* _Problem details_: Quote every line of the data below as it stands, omitting pictures.

BEGIN Stored data

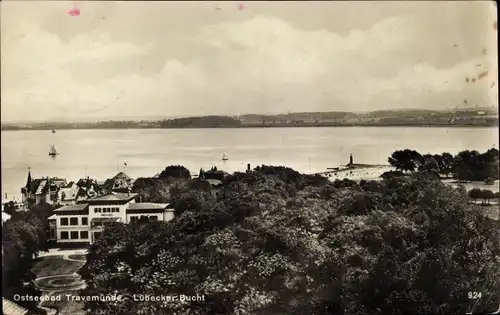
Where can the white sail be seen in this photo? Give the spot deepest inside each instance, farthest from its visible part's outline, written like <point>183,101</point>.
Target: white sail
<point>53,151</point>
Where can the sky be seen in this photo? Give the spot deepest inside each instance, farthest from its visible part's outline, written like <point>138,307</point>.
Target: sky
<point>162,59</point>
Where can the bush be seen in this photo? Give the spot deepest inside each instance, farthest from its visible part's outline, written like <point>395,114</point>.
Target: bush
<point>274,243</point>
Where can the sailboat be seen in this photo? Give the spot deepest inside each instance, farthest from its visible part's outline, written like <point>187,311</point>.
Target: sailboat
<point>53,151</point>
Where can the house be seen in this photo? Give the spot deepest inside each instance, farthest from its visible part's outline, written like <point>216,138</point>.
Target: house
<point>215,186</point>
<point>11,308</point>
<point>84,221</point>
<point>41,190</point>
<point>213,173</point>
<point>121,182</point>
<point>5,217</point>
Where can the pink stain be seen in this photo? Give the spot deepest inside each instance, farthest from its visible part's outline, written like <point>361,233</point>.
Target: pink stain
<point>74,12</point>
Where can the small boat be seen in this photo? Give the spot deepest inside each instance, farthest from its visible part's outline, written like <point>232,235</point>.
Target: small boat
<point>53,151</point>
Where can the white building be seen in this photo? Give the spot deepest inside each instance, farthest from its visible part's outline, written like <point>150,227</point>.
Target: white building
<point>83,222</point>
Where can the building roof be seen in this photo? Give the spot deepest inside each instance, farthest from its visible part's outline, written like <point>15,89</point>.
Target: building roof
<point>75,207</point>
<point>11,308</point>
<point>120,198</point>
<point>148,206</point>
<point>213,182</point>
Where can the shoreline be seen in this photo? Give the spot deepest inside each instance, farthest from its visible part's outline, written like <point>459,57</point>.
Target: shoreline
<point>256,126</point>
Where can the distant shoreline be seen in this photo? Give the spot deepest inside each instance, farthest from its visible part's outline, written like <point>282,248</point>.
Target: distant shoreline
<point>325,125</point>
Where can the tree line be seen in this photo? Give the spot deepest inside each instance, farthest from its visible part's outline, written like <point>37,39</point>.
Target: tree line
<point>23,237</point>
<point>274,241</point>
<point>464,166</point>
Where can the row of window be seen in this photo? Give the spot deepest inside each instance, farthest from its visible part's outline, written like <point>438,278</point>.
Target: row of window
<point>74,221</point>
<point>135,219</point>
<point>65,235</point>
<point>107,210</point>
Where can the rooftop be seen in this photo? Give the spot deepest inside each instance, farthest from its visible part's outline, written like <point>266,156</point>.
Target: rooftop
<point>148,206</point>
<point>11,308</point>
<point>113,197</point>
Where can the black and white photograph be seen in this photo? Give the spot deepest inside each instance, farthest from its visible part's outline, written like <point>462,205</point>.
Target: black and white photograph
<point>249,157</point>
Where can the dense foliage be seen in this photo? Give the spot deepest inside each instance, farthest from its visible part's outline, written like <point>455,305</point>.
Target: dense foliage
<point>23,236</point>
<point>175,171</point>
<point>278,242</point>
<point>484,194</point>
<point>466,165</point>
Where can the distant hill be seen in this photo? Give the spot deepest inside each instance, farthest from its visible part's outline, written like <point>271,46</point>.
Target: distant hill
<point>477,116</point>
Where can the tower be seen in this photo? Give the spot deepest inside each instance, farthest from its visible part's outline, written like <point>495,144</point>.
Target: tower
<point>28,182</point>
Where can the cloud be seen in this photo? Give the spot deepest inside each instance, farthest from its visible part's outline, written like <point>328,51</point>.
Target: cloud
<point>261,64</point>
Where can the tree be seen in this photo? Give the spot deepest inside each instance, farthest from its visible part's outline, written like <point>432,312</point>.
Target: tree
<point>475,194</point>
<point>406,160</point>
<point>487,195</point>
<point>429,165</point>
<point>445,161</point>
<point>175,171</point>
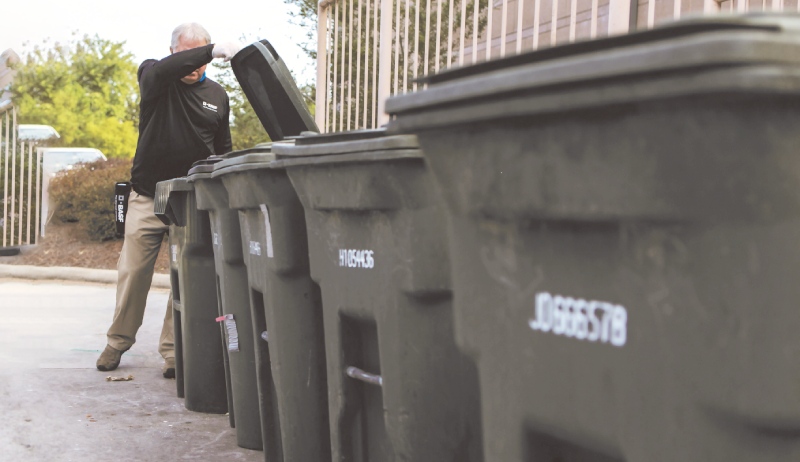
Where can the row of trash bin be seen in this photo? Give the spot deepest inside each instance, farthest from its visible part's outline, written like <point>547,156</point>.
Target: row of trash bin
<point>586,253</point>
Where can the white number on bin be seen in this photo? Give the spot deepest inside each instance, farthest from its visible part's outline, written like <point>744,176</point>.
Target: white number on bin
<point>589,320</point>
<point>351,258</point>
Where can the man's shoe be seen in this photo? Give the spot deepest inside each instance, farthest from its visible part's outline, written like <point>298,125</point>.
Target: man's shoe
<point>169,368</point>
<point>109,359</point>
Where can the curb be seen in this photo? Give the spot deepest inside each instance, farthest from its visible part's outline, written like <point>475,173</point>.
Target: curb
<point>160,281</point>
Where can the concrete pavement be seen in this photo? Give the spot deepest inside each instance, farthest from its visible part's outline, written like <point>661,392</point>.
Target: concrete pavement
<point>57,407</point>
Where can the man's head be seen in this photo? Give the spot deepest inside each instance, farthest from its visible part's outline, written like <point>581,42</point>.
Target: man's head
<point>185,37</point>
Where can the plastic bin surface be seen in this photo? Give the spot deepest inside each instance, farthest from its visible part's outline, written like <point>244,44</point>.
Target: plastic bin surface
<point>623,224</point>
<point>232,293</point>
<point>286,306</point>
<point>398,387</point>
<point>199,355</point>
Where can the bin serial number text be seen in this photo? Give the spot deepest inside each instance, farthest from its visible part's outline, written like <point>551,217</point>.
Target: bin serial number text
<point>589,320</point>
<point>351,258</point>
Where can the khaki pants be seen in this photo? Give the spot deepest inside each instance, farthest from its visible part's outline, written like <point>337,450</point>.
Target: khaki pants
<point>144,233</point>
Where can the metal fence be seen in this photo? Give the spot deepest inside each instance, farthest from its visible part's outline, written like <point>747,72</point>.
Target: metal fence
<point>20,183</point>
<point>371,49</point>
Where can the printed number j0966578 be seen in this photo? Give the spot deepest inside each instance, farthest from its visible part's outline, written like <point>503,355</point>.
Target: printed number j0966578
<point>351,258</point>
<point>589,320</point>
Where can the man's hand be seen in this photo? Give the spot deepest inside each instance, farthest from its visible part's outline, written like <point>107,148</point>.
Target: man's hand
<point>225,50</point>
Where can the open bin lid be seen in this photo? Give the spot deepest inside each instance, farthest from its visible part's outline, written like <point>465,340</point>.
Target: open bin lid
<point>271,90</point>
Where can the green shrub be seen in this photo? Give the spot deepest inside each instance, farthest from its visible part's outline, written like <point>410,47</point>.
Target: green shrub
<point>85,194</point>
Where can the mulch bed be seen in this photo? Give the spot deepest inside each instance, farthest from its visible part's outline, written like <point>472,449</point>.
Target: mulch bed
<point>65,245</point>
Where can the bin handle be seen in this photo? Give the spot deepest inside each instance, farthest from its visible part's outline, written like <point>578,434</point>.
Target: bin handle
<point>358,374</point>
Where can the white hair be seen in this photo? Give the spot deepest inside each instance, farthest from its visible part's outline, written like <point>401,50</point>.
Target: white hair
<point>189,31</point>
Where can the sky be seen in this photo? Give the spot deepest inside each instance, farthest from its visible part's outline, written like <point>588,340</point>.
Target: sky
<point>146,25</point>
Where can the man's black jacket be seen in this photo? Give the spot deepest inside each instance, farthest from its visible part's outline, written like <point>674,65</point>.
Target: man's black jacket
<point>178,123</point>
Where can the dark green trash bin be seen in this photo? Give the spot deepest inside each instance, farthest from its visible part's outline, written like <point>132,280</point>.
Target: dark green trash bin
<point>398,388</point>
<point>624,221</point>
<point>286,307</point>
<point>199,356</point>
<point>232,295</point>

END Stored data

* _Result for this task_:
Where can the white sail be seen in this photo? Give the spot deepest inside each instance, farthest from its visible part's outline, written like <point>183,101</point>.
Target: white sail
<point>53,151</point>
Where can the sky be seen in this photo? Give the spot deepest inside each instance, farthest from its visible part's outline, written like <point>138,307</point>.
Target: sky
<point>162,59</point>
Where can the bush be seen in this photo? Give the spot deepest inside each instance, farthest from its visible part's outline, written like <point>395,114</point>.
Target: bush
<point>274,243</point>
Where can the sailboat be seen in this photo? Give the spot deepest inside each instance, farthest from its visible part's outline, written like <point>187,311</point>.
Target: sailboat
<point>53,151</point>
Where can the house be seen in this photo? Give the spot deepest inside each instance, farthest from its visible part's outline, written like <point>216,138</point>.
Target: house
<point>215,186</point>
<point>11,308</point>
<point>84,221</point>
<point>41,190</point>
<point>213,173</point>
<point>121,182</point>
<point>5,217</point>
Where can the pink stain be seen in this photo? Give the spot deepest inside each instance, farthest from its visible part's outline, written like <point>361,233</point>.
Target: pink stain
<point>74,12</point>
Where can the small boat be seen in this photo? Give the spot deepest inside each instance, farthest from its visible part's outline, written like <point>232,235</point>.
Target: small boat
<point>53,151</point>
Where can the white building be seen in this photo? Give the spot deepest inside each instance, farthest from its visible part's outline, written like <point>150,227</point>.
Target: white building
<point>83,222</point>
Where can the building roof be seen in this photo? Give the spot deepest inside each instance, farthest from its visible part's outline, written like <point>15,89</point>.
Target: building roof
<point>75,207</point>
<point>11,308</point>
<point>120,198</point>
<point>148,206</point>
<point>213,182</point>
Where can the shoreline be seen in this photo? Give the spot deepest inside each instance, farthest from its visible part's outline, written like <point>459,57</point>.
Target: shoreline
<point>256,126</point>
Where can the distant shoreline be seen in this photo? Give the spot deepest inside each instance, farthest from its visible part's outline, written like <point>282,248</point>.
Target: distant shoreline
<point>325,125</point>
Where can the tree line be seen in this photo? Give the spot deepest inside each instance, farthest from its visible part's outline, written like <point>37,39</point>.
Target: tree line
<point>23,237</point>
<point>274,241</point>
<point>464,166</point>
Where can the row of window be seen in this photo? Give the spot deepest inside each instance, farthest from its visible part's outline, written like <point>438,278</point>.
Target: row of window
<point>74,221</point>
<point>135,219</point>
<point>65,235</point>
<point>107,210</point>
Where can the rooftop be seen in this photo? Give the spot deepest inside each instance, farthest from its visible part's outline, written like <point>266,156</point>.
Target: rooftop
<point>148,206</point>
<point>11,308</point>
<point>113,197</point>
Where can the black and white photograph be seen in this photo? Give the spot deepest inside each instance, farthest from its visible part's outline, written like <point>462,205</point>.
Target: black and white photograph
<point>249,157</point>
Where can the dense foliage be seen in this photo? Give the spot deepest inside each instance, farthest from its visible part's outline, written like <point>455,305</point>.
Target: dense foliage
<point>23,236</point>
<point>175,171</point>
<point>278,242</point>
<point>484,194</point>
<point>466,165</point>
Where can the distant hill be seen in this photo? Give the spot deepest inside each instance, farthest from its visible part's outline, written like <point>271,46</point>.
Target: distant hill
<point>477,116</point>
Where can the tower be seen in this photo? Give the spot deepest inside each instance, farthest from its visible part's outline, written like <point>495,144</point>.
Target: tower
<point>28,182</point>
Where can the cloud be seen in this photo? Give the spot deepest inside each instance, farthest from its visible part's outline, written like <point>328,51</point>.
Target: cloud
<point>261,64</point>
Where can the tree be seen in this photo? Give the spot deepest inside each instance, farthest from its visible part's outline, written like <point>432,312</point>.
Target: tree
<point>475,194</point>
<point>406,160</point>
<point>487,195</point>
<point>429,165</point>
<point>445,161</point>
<point>175,171</point>
Where can the row of trash bin be seen in this photo? Give the spot deepest inside each instance, farthest from its visible part's outline, written like <point>547,156</point>.
Target: row of trash bin
<point>586,253</point>
Where can the white number on bin be seen in this photo? Give the spot deepest inside each instance, farthest from its visible part's outline, written like <point>744,176</point>.
Target: white number on bin
<point>589,320</point>
<point>351,258</point>
Where can the man's shoe be seen in this photo? Give the spot deepest inside each instance, farthest from its visible part's outline, written like <point>298,125</point>.
Target: man's shoe
<point>169,368</point>
<point>109,359</point>
Where can the curb be seen in this photo? Give the spot deepest inside each instance, farthest from its visible part's outline, written like <point>475,173</point>.
Target: curb
<point>160,281</point>
Where can the concrete pavement be seen in this photo? Give the spot deepest inside each instance, farthest from its visible part's outline, written like <point>661,392</point>.
Target: concrete pavement
<point>57,407</point>
Where can the man's head be seen in this photo? Give the spot deepest inside each instance, farthest from its visible part's outline, written like <point>581,42</point>.
Target: man's head
<point>185,37</point>
Where can the plastic bin surface be seen in this photo? Give the spot deepest inside each instance, farthest from its visible part's outline, written like <point>244,44</point>.
Target: plastic bin surface
<point>623,224</point>
<point>232,293</point>
<point>286,306</point>
<point>398,387</point>
<point>199,355</point>
Where can the bin serial number text be seen in this photo? Give the spot deepest inside each instance, farthest from its visible part's outline, written like <point>551,217</point>.
Target: bin serial number text
<point>589,320</point>
<point>351,258</point>
Where can the khaki pants be seen in this photo? Give the spot deepest inside each instance, farthest from its visible part's outline, written like <point>337,450</point>.
Target: khaki pants
<point>144,233</point>
Where can the metal fence be seen in this photo? Give the spot deepest inside each instance, farthest from its visible part's outline, written like <point>747,72</point>.
Target: metal fence
<point>20,183</point>
<point>371,49</point>
Where can the printed number j0966578 be seen in this photo? Give the spot deepest inside each instance, farthest from its visible part's outline, written like <point>503,355</point>.
Target: printed number j0966578
<point>351,258</point>
<point>589,320</point>
Where can the man's hand be seen in this photo? Give the spot deepest inside each instance, farthest from its visible part's outline, written like <point>107,148</point>.
Target: man's hand
<point>225,50</point>
Where can the open bin lid be seen in this photo? Give the spot deepest inside each instance, farthest from its visible part's outline, written like <point>465,340</point>.
Target: open bin lid
<point>271,90</point>
Where can the green shrub be seen in this photo? Give the spot deepest inside each instance, farthest from its visible part's outline, written like <point>410,47</point>.
Target: green shrub
<point>85,194</point>
Where can the mulch bed be seen in this photo? Give the spot deepest inside each instance, farthest from its visible part's outline, written like <point>472,449</point>.
Target: mulch bed
<point>65,245</point>
Where can the bin handle be seen in this photo? Give the spot deepest inside each instance, farthest from its visible part's outline, written like <point>578,434</point>.
Target: bin handle
<point>358,374</point>
Where can the white hair be seen in this photo? Give the spot deepest inside each instance, farthest from its visible part's outline, written like <point>401,50</point>.
Target: white hair
<point>189,31</point>
Where can the sky be seen in this photo? Give the spot deepest inside each instance, farthest from its visible part's outline, written like <point>588,340</point>.
Target: sky
<point>146,25</point>
Where can the man's black jacket be seen in this photo? Give the spot deepest inside each instance, farthest from its visible part's outline, written like <point>674,65</point>.
Target: man's black jacket
<point>178,123</point>
Where can the dark green trash bin be seen in this photo? Give the spot deepest inside each instance, farthest from its visible part's outline, written like <point>132,280</point>.
Target: dark green trash bin
<point>398,388</point>
<point>624,221</point>
<point>286,307</point>
<point>199,356</point>
<point>232,295</point>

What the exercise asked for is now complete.